BEGIN Raw data

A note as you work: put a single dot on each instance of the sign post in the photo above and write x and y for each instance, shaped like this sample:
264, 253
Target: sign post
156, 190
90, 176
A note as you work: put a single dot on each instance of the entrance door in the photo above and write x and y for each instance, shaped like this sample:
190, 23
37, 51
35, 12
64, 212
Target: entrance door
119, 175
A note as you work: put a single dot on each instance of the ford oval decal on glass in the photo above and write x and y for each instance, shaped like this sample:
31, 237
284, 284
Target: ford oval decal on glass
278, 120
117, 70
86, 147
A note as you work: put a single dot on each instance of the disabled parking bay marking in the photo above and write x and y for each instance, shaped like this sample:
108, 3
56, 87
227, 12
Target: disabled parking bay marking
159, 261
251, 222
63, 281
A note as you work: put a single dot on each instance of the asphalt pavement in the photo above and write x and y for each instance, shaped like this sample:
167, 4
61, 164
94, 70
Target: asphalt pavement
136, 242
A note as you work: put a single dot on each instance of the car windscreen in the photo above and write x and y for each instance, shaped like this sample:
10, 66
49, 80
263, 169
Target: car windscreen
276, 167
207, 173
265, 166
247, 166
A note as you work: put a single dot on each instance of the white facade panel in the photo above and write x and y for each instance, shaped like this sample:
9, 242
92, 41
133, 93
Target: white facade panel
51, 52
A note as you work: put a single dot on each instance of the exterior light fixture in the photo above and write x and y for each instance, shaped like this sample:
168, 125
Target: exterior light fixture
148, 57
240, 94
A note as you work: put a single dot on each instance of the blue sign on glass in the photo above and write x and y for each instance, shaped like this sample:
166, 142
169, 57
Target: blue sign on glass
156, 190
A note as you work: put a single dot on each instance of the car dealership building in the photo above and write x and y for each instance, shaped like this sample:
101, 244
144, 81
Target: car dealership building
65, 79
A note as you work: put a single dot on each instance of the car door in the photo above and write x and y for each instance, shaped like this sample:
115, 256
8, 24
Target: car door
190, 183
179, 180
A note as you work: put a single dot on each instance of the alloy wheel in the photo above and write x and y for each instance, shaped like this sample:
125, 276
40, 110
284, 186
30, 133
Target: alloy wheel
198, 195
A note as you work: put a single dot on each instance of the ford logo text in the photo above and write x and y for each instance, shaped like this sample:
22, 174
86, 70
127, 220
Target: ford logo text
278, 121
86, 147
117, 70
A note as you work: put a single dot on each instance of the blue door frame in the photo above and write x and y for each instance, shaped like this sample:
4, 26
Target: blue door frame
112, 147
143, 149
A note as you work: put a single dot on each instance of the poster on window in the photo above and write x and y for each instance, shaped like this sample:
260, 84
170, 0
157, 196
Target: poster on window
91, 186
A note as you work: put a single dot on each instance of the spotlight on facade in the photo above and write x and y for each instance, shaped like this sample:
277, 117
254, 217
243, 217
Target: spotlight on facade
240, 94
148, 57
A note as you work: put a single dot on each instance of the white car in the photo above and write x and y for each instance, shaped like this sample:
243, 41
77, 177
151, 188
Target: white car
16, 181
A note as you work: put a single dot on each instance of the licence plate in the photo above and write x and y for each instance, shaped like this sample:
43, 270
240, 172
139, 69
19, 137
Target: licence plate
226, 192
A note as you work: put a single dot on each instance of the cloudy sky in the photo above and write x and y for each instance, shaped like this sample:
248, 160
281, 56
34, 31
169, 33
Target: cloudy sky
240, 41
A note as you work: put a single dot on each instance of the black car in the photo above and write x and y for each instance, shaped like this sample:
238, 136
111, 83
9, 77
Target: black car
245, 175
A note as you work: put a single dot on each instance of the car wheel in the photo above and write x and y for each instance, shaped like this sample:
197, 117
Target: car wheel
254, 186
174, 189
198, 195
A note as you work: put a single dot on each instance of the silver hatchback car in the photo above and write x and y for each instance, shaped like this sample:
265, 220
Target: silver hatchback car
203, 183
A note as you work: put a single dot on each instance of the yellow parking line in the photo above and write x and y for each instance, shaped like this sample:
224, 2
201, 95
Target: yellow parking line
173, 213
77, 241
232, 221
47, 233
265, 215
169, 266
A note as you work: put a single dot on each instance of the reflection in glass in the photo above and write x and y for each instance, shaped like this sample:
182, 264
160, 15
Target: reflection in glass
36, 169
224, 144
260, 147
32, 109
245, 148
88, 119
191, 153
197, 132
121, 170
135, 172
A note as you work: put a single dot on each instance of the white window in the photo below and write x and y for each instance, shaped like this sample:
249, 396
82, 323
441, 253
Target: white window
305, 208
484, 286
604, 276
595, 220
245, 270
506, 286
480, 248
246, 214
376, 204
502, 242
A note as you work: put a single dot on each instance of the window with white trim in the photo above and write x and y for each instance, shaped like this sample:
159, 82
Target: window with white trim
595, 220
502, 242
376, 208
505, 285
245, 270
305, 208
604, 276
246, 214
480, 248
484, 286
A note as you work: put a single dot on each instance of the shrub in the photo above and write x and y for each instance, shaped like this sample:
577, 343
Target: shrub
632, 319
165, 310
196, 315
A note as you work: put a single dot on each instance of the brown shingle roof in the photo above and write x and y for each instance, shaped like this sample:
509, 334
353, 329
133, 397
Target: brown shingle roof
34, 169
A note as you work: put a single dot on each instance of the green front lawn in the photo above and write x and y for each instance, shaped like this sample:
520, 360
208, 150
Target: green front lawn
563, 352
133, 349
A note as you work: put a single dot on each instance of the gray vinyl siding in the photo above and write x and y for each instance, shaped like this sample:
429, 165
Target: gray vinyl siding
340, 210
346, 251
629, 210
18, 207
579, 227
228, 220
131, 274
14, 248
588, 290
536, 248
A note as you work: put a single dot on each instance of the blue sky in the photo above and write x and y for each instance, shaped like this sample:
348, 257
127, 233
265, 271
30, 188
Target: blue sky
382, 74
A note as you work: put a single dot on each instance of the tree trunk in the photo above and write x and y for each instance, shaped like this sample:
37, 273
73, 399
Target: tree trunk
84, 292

END Raw data

● What to work on
Please restate word for word the lines of the material above, beginning with the one that holds "Target: blue sky" and ending with the last.

● Your solution
Target: blue sky
382, 74
A note as you work: put a single dot on each instance of the tree trunk in the photo above and write x and y for each instance, shaped like this sample:
37, 273
73, 399
Target: tree trunk
84, 292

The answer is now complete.